:: DATA EXTRACTS

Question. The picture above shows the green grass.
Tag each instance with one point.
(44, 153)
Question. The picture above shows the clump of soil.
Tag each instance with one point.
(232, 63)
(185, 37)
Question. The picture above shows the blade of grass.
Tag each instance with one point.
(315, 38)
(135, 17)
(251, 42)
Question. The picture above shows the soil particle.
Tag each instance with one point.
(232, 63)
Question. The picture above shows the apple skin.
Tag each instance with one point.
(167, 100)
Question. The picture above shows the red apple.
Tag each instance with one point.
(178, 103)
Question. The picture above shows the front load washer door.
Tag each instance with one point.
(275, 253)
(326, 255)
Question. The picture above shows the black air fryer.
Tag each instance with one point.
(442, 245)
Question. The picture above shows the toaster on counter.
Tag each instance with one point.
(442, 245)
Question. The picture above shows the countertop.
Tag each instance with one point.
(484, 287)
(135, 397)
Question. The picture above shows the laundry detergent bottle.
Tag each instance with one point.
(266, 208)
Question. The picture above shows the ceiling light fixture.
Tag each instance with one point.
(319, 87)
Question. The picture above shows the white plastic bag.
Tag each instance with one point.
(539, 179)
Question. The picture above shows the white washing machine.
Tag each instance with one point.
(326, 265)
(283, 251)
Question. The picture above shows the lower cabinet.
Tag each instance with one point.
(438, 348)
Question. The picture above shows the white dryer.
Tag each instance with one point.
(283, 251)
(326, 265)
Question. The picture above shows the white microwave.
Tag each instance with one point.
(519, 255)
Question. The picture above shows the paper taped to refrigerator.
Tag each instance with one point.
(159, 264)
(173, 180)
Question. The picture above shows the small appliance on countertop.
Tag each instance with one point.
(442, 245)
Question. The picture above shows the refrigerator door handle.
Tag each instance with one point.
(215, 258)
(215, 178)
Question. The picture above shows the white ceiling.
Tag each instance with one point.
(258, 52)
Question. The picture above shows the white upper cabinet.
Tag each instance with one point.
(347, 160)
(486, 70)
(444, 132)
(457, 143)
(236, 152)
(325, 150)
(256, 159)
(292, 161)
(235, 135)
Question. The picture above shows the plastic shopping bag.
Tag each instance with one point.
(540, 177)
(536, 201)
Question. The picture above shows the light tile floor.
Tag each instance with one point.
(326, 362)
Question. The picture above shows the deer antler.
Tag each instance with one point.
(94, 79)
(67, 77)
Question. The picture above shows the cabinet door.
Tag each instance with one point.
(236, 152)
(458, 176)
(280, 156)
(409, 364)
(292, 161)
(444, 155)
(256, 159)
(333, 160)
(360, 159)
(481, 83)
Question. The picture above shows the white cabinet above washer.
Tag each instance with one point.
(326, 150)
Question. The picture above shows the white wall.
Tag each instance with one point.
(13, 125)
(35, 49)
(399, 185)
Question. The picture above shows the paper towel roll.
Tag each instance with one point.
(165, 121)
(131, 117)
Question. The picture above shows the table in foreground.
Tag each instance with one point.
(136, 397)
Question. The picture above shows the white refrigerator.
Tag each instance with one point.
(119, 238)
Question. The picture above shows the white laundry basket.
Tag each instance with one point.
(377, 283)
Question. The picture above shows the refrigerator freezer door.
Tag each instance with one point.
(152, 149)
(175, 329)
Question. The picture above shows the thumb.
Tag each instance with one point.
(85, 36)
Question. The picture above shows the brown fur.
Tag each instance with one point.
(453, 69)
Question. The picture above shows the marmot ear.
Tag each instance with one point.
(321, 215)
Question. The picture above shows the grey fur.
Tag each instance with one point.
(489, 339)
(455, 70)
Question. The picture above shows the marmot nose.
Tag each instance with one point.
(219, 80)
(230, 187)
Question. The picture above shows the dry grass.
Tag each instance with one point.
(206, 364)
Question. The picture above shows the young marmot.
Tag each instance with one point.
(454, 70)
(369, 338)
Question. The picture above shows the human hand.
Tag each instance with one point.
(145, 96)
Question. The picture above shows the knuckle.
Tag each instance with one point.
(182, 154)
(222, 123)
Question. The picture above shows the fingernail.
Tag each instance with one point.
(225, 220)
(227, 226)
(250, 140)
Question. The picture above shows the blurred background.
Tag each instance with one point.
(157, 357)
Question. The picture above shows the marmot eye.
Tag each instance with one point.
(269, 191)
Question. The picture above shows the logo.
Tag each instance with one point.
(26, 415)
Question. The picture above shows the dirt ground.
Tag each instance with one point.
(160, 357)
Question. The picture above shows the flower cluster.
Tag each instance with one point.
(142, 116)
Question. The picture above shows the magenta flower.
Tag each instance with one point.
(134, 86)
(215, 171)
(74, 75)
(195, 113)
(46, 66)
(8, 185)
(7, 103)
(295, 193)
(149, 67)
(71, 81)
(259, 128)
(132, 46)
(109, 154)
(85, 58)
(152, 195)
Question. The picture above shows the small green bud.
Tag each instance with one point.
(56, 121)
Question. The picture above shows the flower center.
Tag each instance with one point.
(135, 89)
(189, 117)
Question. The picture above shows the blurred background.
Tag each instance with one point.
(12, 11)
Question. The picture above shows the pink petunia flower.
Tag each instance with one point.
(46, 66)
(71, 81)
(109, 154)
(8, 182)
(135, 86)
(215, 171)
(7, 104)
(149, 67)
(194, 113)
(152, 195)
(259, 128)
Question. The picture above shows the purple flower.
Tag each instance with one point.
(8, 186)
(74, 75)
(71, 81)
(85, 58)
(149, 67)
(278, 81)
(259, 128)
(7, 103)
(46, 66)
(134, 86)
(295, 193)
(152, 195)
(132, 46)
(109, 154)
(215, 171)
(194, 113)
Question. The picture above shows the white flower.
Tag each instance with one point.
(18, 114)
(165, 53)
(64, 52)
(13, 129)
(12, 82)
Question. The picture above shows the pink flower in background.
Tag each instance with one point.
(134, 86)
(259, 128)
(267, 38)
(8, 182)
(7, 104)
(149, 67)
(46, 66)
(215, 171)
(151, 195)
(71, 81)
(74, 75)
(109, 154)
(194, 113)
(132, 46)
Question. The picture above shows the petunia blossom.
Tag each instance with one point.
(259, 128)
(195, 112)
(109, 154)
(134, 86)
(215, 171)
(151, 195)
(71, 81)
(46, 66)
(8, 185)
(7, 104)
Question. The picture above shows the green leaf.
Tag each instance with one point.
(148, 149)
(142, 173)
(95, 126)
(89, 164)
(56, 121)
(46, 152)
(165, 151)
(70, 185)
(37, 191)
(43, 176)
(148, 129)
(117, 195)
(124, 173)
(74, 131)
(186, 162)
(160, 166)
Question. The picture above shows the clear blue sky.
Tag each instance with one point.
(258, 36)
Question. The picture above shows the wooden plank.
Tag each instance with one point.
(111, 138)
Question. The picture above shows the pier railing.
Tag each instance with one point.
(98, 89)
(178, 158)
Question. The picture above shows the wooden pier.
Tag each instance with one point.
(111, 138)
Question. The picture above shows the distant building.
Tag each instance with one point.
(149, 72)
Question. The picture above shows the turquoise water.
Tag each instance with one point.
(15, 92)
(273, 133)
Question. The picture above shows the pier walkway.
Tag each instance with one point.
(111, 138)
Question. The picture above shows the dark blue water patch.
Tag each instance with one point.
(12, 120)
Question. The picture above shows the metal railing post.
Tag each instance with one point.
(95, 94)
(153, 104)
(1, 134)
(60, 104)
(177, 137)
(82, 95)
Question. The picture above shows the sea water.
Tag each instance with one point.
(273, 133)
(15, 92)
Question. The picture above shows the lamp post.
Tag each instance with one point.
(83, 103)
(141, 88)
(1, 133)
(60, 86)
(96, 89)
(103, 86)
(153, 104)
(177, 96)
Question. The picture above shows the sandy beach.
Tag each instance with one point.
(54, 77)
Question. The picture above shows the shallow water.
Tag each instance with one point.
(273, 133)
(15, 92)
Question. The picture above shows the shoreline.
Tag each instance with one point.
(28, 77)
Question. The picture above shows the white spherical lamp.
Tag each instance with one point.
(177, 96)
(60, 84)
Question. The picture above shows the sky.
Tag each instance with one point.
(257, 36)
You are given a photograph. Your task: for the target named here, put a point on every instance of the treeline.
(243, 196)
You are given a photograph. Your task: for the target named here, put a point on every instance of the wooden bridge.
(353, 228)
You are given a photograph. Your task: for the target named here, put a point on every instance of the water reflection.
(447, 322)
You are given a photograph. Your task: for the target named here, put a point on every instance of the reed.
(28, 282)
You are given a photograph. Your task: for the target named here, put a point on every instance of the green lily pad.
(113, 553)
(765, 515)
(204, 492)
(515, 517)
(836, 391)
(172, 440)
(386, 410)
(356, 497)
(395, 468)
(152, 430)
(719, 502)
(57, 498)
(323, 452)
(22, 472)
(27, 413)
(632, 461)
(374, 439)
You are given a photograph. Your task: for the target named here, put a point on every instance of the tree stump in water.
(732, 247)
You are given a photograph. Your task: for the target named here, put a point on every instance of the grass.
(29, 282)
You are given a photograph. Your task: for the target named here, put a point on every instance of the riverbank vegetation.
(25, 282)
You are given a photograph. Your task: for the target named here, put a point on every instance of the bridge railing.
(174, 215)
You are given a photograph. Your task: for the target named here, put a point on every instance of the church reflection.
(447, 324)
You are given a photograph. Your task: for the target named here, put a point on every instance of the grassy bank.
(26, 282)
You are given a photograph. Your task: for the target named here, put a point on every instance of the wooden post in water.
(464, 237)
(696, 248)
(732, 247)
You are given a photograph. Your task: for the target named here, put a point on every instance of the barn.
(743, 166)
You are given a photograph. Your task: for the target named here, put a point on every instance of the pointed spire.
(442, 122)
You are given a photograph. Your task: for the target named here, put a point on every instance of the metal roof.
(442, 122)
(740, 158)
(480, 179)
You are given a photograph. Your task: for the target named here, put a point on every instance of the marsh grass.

::::

◆ **EXERCISE**:
For the lines above, output exactly those from the line containing "Question. The picture above shows the marmot nose." through the line containing "Question. The picture above shows the human", and skip the others.

◆ **WRITTEN SOLUTION**:
Question. The picture above shows the marmot nose.
Tag each instance with one point.
(219, 80)
(230, 187)
Question. The picture above shows the dry grass.
Tag each instance with one point.
(206, 364)
Question. The picture above shows the young marmot.
Tag each instance with one point.
(454, 70)
(369, 338)
Question. The picture above shows the human hand.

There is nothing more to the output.